## [The task]
Identify every line in the entries below that contains the word "black", and copy each of those lines in full.

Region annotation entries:
◇ ◇ ◇ ◇ ◇ ◇ ◇

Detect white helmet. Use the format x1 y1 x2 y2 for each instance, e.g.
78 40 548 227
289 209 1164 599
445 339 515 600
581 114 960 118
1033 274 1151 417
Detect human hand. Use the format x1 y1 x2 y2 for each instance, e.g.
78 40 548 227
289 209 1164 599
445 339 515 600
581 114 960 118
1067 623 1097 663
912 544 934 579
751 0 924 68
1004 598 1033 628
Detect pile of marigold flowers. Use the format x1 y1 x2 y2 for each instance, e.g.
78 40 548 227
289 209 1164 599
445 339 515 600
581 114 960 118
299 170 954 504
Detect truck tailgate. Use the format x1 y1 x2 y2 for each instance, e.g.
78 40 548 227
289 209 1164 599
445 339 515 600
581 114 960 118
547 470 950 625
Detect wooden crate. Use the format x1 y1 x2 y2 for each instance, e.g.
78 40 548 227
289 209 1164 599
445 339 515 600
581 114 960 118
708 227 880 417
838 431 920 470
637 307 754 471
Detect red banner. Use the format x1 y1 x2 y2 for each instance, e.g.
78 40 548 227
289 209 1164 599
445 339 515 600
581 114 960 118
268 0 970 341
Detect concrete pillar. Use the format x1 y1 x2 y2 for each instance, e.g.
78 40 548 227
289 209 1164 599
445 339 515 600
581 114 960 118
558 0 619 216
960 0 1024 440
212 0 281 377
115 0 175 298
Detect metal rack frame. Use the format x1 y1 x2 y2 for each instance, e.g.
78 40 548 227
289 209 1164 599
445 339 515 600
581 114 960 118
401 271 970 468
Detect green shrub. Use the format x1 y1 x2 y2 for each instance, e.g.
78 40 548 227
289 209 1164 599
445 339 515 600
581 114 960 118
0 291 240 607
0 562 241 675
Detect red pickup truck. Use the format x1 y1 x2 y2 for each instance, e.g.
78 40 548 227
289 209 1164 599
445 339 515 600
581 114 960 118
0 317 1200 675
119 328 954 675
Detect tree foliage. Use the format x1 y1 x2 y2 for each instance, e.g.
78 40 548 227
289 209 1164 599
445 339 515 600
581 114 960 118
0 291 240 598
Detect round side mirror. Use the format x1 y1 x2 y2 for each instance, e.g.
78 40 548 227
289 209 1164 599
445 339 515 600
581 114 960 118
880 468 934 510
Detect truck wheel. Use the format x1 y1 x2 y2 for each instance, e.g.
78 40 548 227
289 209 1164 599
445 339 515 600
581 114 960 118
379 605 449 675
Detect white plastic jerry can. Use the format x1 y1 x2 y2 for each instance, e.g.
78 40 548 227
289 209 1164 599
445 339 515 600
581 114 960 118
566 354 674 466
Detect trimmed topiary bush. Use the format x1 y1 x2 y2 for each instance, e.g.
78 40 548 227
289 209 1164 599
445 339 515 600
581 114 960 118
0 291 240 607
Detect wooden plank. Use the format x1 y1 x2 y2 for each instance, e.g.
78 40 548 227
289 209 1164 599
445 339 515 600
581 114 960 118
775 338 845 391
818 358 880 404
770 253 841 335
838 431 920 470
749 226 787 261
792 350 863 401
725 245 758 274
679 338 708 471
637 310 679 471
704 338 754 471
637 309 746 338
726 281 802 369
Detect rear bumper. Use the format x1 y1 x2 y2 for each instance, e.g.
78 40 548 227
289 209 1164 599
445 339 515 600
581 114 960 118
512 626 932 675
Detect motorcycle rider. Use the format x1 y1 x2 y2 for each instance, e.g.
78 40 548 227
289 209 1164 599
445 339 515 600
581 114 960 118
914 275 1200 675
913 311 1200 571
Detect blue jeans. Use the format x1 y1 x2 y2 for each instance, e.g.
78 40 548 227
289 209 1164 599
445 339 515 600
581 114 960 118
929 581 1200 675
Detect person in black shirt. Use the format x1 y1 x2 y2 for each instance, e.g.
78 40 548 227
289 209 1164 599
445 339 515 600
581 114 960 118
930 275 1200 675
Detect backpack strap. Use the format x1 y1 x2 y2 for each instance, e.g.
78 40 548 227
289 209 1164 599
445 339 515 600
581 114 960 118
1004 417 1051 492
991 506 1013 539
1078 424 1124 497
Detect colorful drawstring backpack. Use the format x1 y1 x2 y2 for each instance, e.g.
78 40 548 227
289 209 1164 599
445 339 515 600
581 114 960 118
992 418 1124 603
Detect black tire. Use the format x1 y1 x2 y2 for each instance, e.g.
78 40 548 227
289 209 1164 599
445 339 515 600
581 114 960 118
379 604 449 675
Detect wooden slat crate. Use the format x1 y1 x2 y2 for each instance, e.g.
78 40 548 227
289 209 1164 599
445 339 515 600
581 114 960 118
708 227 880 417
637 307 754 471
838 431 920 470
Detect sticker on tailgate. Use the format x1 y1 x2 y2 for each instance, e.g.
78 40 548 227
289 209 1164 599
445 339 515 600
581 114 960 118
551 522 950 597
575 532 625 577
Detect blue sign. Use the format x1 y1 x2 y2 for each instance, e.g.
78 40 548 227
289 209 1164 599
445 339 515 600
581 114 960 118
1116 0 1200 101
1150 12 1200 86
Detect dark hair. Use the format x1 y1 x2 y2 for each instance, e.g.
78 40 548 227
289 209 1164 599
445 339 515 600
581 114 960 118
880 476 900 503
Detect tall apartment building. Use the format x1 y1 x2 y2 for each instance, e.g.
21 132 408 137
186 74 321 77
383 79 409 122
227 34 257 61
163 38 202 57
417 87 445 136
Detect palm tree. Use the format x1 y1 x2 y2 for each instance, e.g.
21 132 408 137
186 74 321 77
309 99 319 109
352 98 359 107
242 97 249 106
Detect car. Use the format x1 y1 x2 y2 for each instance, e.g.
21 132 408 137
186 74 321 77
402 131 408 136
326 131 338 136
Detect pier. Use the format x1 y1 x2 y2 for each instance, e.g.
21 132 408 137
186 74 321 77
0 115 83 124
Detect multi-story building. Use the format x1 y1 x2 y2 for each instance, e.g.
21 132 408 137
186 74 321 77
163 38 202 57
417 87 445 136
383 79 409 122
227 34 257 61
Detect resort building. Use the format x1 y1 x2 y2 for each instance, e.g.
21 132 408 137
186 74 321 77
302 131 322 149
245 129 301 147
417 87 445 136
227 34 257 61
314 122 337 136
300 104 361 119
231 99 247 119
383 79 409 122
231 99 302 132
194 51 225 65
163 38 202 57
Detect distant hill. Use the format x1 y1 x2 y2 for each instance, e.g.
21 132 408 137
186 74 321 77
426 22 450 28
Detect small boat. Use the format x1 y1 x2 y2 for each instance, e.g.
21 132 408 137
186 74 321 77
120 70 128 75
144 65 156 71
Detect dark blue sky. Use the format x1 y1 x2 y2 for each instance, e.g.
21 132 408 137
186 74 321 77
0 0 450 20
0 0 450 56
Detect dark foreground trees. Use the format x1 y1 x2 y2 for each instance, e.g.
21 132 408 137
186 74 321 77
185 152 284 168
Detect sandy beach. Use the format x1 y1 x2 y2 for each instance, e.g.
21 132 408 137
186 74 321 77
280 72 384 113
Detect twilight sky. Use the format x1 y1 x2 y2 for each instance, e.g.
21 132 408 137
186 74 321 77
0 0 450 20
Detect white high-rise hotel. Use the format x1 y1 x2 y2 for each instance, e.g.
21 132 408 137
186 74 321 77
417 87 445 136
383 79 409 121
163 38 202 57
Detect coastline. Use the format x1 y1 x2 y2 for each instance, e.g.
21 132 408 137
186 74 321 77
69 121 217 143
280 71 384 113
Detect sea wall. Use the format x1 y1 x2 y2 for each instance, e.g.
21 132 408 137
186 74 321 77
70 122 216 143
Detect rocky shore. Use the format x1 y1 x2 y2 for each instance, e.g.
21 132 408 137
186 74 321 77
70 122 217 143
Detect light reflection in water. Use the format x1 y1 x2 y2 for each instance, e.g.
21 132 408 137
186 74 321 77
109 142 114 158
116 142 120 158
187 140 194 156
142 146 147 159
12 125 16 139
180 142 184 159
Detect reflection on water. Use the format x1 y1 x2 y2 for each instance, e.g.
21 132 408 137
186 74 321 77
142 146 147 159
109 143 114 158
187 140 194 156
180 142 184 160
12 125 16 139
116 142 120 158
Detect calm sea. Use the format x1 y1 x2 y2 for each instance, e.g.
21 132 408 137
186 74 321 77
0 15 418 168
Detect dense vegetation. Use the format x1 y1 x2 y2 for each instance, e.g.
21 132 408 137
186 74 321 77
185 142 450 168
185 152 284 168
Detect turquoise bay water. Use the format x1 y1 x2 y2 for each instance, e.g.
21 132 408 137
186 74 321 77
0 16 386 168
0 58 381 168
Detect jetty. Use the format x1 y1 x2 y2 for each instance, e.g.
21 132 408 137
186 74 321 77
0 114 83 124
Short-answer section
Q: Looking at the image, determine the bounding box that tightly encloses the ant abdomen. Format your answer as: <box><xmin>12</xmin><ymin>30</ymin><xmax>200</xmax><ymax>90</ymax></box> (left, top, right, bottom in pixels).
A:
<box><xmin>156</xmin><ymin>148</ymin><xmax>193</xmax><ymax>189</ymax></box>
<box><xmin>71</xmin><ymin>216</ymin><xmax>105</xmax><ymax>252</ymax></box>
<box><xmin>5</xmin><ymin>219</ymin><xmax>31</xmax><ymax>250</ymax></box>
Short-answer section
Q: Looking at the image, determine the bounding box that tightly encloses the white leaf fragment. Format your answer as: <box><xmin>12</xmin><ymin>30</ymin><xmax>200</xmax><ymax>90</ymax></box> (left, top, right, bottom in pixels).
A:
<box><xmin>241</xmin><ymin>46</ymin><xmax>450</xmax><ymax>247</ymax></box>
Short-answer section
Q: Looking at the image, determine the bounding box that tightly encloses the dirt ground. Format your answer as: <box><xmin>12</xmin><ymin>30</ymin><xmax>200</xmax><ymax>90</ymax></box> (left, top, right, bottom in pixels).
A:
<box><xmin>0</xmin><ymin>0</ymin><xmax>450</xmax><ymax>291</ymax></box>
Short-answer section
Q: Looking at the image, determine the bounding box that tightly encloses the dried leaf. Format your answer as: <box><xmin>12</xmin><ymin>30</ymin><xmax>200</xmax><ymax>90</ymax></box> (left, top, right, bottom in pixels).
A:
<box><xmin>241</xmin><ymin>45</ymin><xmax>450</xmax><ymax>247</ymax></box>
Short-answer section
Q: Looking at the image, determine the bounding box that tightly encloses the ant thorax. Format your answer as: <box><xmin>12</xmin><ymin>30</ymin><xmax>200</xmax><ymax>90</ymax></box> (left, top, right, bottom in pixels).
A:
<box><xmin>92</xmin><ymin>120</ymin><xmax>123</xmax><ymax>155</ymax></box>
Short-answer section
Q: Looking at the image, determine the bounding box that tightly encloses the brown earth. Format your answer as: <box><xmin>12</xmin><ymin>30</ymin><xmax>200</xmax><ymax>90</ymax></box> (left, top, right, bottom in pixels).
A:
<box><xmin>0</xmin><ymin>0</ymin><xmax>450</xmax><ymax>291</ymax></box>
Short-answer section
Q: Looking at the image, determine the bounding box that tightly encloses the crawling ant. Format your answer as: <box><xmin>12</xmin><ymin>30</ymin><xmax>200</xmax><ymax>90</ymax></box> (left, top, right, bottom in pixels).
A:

◇ ◇ ◇ ◇ ◇ ◇ ◇

## [Exercise output]
Detect person in black shirt. Use the format x1 y1 x2 y2 for each instance, e.g.
Detect black tire. Use the format x1 y1 x2 y2 for each instance, e.g.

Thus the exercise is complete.